## Given task
Repeat the material exactly, leaving nothing out.

## Stored data
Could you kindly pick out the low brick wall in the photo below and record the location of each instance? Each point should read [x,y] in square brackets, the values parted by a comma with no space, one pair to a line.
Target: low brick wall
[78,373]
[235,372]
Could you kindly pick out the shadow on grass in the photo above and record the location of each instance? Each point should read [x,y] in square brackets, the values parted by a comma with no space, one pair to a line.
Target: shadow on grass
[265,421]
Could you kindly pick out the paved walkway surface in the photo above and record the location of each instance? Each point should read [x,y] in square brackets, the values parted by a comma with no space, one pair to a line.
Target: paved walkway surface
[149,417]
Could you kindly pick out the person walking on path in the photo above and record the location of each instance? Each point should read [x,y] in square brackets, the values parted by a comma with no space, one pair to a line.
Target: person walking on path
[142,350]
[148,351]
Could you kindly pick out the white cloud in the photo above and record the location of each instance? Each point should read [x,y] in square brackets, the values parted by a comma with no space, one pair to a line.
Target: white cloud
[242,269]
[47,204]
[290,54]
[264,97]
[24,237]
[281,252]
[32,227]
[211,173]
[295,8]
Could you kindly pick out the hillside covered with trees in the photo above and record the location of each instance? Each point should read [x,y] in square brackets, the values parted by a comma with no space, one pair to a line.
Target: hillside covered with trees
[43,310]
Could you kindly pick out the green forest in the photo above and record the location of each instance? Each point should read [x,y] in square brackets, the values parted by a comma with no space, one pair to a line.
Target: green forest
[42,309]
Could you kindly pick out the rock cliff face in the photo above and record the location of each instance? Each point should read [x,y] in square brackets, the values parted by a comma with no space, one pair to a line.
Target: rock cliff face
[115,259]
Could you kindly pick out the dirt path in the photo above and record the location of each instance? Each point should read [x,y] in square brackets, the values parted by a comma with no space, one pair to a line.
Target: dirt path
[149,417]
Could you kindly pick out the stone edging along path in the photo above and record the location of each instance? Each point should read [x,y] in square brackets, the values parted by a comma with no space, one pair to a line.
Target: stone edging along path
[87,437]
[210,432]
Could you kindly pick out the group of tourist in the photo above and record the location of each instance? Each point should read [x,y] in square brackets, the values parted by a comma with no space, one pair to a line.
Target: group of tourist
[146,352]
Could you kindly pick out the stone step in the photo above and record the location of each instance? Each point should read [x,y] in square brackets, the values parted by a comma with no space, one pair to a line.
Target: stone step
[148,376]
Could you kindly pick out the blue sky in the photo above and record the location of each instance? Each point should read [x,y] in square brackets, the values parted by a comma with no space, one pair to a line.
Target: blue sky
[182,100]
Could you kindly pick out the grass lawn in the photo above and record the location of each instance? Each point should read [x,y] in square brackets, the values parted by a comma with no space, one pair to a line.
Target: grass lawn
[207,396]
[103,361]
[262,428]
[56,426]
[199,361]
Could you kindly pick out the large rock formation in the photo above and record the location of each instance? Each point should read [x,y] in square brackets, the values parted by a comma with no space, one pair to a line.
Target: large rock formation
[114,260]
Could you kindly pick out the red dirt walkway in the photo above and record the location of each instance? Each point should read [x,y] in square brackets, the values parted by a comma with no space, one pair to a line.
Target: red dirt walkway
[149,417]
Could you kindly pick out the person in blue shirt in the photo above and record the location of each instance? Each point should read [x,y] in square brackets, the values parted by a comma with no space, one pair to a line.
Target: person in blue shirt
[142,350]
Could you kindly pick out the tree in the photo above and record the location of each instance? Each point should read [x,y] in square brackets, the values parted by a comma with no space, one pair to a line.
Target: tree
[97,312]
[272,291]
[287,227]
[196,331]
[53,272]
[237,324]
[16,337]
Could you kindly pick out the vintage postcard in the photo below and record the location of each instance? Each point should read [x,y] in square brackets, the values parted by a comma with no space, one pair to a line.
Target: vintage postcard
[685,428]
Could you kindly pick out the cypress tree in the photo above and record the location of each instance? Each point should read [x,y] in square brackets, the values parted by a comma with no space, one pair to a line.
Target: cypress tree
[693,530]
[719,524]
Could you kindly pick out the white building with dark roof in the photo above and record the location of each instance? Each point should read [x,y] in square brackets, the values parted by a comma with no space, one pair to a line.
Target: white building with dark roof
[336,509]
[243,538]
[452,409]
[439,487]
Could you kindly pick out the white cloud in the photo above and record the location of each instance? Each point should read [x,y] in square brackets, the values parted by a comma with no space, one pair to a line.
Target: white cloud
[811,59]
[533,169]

## Task result
Could you kindly pick out the low brick wall in the photo below and record the location of each instance? Each point should read [x,y] in square brackets, the values parted by a comma with no space, one pair to a line.
Target: low brick wall
[78,373]
[235,372]
Could you kindly pick out the shadow on grass in the photo above and record the location of each instance? Each point should read [x,y] in square brackets, the values parted by a comma with no space, one pair to a line.
Target: shadow on grass
[265,421]
Could you kindly pick out the paved walkway surface in the photo above and record the location of each instance? Each point should read [x,y] in square brackets, the values parted by a comma with no space, one pair to a line.
Target: paved walkway surface
[149,417]
Could you kindly pick out the person walking on path in the photo above and record the location of each instance? Each point should read [x,y] in square brackets, the values parted by a comma with no space, one pair to a line.
Target: person walking on path
[142,350]
[148,351]
Could you kindly pick out the white cloud in the photo above and record the location of each instance? Each point should read [x,y] in square brackets, the values parted by a comma with no space, one pair to a line.
Target: white cloud
[242,269]
[47,204]
[290,54]
[264,97]
[24,237]
[281,252]
[32,227]
[211,173]
[295,8]
Could you kindly pick out the hillside covered with trees in the photo above and record the location of each instance? Each point should read [x,y] in square brackets, the values parted by a comma with no space, one pair to a line.
Target: hillside covered with trees
[43,310]
Could you kindly pick out the green forest in the photo above and record the location of each instance? Each point should read [x,y] in square brackets, the values parted by a comma with no space, one pair to a line.
Target: green forest
[42,309]
Could you kindly pick out the rock cliff face in the photo above and record the location of each instance? Each point should read [x,y] in square brackets, the values parted by a comma with no space, one pair to a line.
Target: rock cliff face
[115,259]
Could you kindly pick out the dirt path in the photo above and record the location of each instance? Each point should read [x,y] in square brackets, the values parted by a comma with no space, one pair to a line.
Target: dirt path
[149,417]
Could you kindly pick out the stone edging along path in the photo above and record the location of each instance? Each point should read [x,y] in square brackets, the values parted by a comma with no space, one pair to a line.
Target: stone edging along path
[87,437]
[210,432]
Could you kindly pick out the group of tourist in the photo above and record the location of each instance? Each point should read [x,y] in square brackets, the values parted by a comma with no space, one pair to a line.
Target: group of tourist
[146,352]
Could you kindly pick out the stone step in the photo above and record the location of each instance? Each point should read [x,y] in square brackets, the values parted by a comma with no space, one pair to a line.
Target: stone step
[148,376]
Could you kindly pick out the blue sky in the photo above and record the location of each instance? Each point should read [x,y] in square brackets, the values parted by a comma with no space, one pair to a line.
Target: blue sky
[182,100]
Could you kindly pick out the grass lawn in the photo above and record the location of each instance? Each point should read [x,y] in square brackets, the values parted by a comma with no space, one pair to a line.
Target: grass lawn
[207,396]
[103,361]
[262,428]
[56,426]
[199,361]
Could you kindly pick out the large rock formation in the photo above and record the location of each instance? Each point should read [x,y] in square brackets, the values parted by a comma with no space, one pair to a line.
Target: large rock formation
[114,260]
Could you kindly pick out the red dirt walkway in the photo above and record the location of each instance? Each point should read [x,y] in square brackets, the values parted by a comma with no space, one pair to a line.
Target: red dirt walkway
[149,417]
Could you kindly pick out the person in blue shirt in the photo above and record the location of each instance? Each point should read [x,y] in square brackets, the values parted by a comma with no space, one pair to a line.
Target: person in blue shirt
[142,350]
Could you kindly pick out the tree in the photo above and record the location of each instance? Each point should read [x,y] in square brackets, the values parted by a comma with no space, one pair to a line.
Target: tree
[97,312]
[272,291]
[287,227]
[196,331]
[53,272]
[237,324]
[16,337]
Could you kindly pick out the vintage postcard in the photo below and record the location of each instance? Each point should read [x,y] in square brackets, the values parted by a comma with no space, one pair to a line.
Target: vintage postcard
[685,428]
Could you kindly pick out the cypress tree in the photo above and record the location of each instance? Each point should read [x,y] in square brackets, the values parted by a comma with no space, one pair to a line.
Target: cypress tree
[693,530]
[719,524]
Could you kindly pick out the white building with dark roof in the photo above and record the location of each instance? Each point should read [x,y] in square brackets, the values parted by a comma with no space, one pair to a line.
Target: white building with dark roof
[336,509]
[243,538]
[452,409]
[439,487]
Could you kindly pick out the white cloud in the photo above and record the location of each instance? Each point should read [x,y] in square brackets, the values parted by a comma with no space, one pair to a line.
Target: white cloud
[811,59]
[533,169]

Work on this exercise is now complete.